→ Task details
Reproduce all of the data exactly, with no line skipped.

※ ※ ※

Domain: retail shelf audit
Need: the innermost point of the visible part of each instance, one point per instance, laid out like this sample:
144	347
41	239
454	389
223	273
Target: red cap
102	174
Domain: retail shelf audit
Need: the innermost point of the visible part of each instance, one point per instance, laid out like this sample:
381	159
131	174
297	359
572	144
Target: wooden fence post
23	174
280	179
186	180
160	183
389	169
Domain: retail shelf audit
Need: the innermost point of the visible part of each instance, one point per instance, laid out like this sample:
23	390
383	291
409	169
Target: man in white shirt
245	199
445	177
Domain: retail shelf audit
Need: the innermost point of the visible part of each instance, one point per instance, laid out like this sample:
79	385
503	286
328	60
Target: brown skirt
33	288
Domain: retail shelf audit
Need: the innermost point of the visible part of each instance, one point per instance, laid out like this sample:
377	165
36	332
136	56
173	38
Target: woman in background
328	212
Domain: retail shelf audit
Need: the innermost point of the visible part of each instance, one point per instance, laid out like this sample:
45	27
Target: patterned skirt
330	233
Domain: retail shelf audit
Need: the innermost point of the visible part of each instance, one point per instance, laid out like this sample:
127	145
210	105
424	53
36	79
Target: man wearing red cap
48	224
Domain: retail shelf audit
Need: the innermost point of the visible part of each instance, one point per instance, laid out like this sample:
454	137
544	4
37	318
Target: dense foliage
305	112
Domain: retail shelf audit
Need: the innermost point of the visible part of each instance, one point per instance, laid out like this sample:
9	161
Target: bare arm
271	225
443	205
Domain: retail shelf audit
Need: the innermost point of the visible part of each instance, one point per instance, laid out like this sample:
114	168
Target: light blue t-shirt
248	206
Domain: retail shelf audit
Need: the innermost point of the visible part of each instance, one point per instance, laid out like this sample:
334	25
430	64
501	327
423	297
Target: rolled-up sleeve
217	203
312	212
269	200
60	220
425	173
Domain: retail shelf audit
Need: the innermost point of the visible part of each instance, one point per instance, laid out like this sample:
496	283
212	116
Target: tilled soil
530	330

※ ※ ※

→ Exercise response
Domain: retail shelf audit
Need: the innermost point of the visible part of each instance, one point per instance, laid out like this sample:
144	347
41	239
454	389
223	273
Target: red cap
102	174
Domain: retail shelf audit
Need: the innermost point of the visible part of each instance, one point per instance, laid out like this sample:
381	159
131	174
297	359
572	144
Target: wooden fence post
23	174
280	179
186	180
160	183
389	169
Domain: retail shelf audit
Need: the innermost point of the visible part of each instance, one point per instance, laid out like this sample:
23	390
383	291
409	169
Target: man in white shirt
245	199
445	177
Domain: retail shelf audit
Need: the innermost point of the visible part of each instance, one point per instance, laid out like this sample:
79	385
503	286
328	60
Target: brown skirt
33	288
Domain: retail shelf audit
Need: the innermost point of the visible part of each instance, one point per instance, laid out like this sample:
377	165
36	332
136	56
173	38
Target: woman in background
328	212
Domain: retail shelf audit
Need: the innermost point of the visible part of each instance, one point per instance, laid out like this sample:
45	27
Target: patterned skirt
330	233
Domain: retail shelf audit
Need: the innermost point of the visible part of each instance, one point per instance, laid out like this sample:
127	145
210	105
424	53
36	79
Target: man wearing red cap
48	224
Domain: retail shelf audit
Need: the innermost point of the visible part of each instance, one point per instance, laid out like this sample:
454	137
544	4
37	318
Target: dense foliage
305	112
Domain: retail shelf audit
Need: the innermost point of the visible part of each instance, one point per instance, laid out like this sample:
9	161
Target: bare arm
271	225
443	205
Domain: retail shelf audit
Need: the innermost point of the visible part of each instance, one point per instance, laid out like this sample:
114	168
Target: light blue t-shirt
248	206
Domain: retail shelf audit
Need: the innermost point of the visible part of each instance, one point per instance, laid out like this sample:
334	25
430	64
501	327
423	297
Target: rolled-up sleeve
217	203
312	212
269	200
60	220
425	173
Domain: retail shelf audit
Need: the innermost point of the visible part of each instance, one point per instance, laid out like this sample:
496	283
212	116
Target: tilled soil
530	330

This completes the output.